>> Begin
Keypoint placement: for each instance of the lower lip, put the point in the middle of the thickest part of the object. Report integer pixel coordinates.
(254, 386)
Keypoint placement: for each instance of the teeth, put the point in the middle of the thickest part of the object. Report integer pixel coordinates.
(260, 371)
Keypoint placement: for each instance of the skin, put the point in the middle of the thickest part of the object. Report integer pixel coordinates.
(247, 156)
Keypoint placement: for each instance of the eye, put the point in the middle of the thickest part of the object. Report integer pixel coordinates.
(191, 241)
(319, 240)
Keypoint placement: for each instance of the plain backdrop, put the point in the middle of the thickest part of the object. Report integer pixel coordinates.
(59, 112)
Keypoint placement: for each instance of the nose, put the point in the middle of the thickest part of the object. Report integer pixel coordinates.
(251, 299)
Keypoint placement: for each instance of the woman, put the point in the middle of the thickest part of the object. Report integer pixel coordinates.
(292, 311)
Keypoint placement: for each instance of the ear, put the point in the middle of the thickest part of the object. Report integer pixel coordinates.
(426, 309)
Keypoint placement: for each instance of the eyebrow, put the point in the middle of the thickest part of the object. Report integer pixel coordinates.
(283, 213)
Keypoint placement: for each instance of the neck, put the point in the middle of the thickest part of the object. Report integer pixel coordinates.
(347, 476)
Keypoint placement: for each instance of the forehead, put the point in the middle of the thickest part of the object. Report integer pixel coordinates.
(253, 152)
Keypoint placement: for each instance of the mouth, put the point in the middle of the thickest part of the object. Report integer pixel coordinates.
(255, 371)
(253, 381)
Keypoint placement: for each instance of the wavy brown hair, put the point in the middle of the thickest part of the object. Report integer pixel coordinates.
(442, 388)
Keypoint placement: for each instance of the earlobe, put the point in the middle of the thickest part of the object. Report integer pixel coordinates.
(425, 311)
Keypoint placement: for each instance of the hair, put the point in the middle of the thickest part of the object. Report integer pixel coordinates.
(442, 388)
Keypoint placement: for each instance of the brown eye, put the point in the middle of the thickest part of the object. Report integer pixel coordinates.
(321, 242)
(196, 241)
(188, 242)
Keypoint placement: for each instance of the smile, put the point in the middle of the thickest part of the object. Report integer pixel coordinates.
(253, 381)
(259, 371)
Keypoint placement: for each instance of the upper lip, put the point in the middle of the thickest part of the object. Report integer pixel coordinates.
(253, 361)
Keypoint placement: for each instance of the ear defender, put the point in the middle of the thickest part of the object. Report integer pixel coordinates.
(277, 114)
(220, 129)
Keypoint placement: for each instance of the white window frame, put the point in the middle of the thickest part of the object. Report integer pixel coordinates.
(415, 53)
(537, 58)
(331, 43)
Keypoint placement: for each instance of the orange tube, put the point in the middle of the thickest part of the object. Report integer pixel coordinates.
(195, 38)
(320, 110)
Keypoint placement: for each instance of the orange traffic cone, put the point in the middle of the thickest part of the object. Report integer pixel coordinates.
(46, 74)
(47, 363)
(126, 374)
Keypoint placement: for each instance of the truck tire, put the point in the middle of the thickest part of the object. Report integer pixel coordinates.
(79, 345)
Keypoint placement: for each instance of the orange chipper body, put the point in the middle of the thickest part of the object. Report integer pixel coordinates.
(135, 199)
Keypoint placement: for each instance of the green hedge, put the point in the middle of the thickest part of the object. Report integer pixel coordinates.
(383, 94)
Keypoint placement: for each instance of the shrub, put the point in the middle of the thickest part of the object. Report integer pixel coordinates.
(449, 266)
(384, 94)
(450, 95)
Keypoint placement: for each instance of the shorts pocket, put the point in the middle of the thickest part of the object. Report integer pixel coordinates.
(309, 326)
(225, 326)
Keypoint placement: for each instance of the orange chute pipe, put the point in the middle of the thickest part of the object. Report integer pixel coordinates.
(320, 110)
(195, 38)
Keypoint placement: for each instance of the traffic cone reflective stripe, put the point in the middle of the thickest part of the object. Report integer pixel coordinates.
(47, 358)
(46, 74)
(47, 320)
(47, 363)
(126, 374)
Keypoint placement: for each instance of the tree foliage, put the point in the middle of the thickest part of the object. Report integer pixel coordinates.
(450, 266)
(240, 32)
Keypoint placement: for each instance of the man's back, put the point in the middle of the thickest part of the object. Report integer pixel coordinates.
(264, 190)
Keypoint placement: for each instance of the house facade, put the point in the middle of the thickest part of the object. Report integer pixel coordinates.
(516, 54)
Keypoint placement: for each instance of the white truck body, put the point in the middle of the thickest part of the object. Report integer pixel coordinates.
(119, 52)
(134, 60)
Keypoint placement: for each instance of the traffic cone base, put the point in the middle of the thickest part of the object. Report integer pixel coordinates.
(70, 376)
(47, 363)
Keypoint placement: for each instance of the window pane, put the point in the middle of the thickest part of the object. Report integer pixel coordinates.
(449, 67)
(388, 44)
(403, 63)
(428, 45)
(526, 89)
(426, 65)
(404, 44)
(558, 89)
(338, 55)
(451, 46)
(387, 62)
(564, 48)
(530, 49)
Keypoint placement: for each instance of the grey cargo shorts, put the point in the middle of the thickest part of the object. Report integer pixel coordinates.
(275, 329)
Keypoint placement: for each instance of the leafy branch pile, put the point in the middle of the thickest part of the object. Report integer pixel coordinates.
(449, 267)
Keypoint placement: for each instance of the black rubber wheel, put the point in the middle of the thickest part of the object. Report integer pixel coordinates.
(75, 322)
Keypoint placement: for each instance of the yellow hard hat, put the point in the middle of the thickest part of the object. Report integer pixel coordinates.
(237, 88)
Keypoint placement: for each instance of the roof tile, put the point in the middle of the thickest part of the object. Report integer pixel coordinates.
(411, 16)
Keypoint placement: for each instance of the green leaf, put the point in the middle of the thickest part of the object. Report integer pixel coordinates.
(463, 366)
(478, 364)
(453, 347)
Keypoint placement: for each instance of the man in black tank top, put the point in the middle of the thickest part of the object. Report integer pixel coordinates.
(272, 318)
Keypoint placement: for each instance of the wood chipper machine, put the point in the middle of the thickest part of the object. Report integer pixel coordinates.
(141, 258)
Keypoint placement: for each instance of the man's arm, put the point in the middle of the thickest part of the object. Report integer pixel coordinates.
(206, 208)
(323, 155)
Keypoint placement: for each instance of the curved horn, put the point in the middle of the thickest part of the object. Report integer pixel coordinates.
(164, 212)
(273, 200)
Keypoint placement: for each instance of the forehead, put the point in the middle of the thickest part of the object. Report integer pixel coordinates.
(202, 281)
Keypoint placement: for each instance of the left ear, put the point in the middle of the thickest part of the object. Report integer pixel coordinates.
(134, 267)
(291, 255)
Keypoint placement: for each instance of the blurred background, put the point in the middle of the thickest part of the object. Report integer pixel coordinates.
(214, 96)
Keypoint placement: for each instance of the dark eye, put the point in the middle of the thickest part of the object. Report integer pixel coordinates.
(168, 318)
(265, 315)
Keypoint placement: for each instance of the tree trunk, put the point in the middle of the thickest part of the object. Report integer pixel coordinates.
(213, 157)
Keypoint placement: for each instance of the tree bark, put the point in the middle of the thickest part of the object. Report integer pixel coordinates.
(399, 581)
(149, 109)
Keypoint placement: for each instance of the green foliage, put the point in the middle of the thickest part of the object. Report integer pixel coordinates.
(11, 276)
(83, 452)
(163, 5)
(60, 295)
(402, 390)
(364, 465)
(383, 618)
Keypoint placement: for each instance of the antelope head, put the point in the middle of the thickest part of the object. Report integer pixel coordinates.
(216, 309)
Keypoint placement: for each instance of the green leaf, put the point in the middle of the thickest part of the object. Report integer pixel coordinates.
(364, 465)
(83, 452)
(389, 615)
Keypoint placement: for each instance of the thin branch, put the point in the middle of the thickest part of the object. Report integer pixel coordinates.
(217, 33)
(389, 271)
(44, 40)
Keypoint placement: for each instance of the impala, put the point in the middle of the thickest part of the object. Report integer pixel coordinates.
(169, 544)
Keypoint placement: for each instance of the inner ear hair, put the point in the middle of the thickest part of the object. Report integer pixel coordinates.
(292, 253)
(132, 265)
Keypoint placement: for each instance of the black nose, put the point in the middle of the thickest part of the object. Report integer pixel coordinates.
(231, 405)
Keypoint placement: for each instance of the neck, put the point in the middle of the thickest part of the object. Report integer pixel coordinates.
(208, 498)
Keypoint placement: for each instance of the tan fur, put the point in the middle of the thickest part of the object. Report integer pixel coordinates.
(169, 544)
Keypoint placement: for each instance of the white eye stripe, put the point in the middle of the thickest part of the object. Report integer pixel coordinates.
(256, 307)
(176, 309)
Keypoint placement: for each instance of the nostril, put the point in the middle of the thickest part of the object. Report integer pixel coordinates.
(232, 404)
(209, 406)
>> End
• _Directive_:
Repeat word for word each line from the one with "Keypoint placement: for each instance of the tree bark, put" to the end of the records above, inclusive.

• _Answer_:
Keypoint placement: for each instance of the tree bark, put the point in the middle of the thickest part of the object. Report integer pixel coordinates.
(399, 581)
(149, 109)
Keypoint placement: for each instance of the green foliage, put the point in the middle of the thickest part of the object. Report integer pixel coordinates.
(11, 276)
(83, 452)
(163, 5)
(60, 295)
(402, 390)
(364, 465)
(383, 618)
Keypoint placement: for each instance of the antelope head, put the point in the middle of the thickest part of the object. Report integer pixel coordinates.
(216, 309)
Keypoint placement: for each instance of the green leaf, put the point in the middle of the thickest part of the object. Report integer pixel coordinates.
(364, 465)
(83, 452)
(389, 615)
Keypoint placement: for each instance of the thin branch, put the point in the middle of the thickest part of the object. Report integer pixel coordinates.
(217, 33)
(389, 271)
(44, 40)
Keypoint placement: for each instance of the impala, put the point in the middle of the thickest part of the object. Report integer pixel coordinates.
(169, 544)
Keypoint placement: for each instance of the inner ear hair, put the point in the middle of the thickest part of the object. Report integer pixel coordinates.
(292, 253)
(132, 265)
Keypoint placement: for each instance of the black nose, put the point in the middle of the thickest part of the object. Report integer pixel coordinates.
(231, 405)
Keypoint placement: for each instance of the neck, put the point in the middle of the thickest part of the object. Report integer pixel coordinates.
(208, 498)
Keypoint placement: for each instance of the tan fur, put the point in the middle of the thickest part of the object. Report integer pixel coordinates.
(169, 544)
Keypoint placement: for each instance of the white eye stripe, put the point in the middle of the thickest part of the object. Report integer pixel coordinates.
(256, 307)
(176, 309)
Keypoint placement: for each instance of the nostril, put the point in the middle of the thickest part of the object. Report integer pixel coordinates.
(232, 404)
(209, 406)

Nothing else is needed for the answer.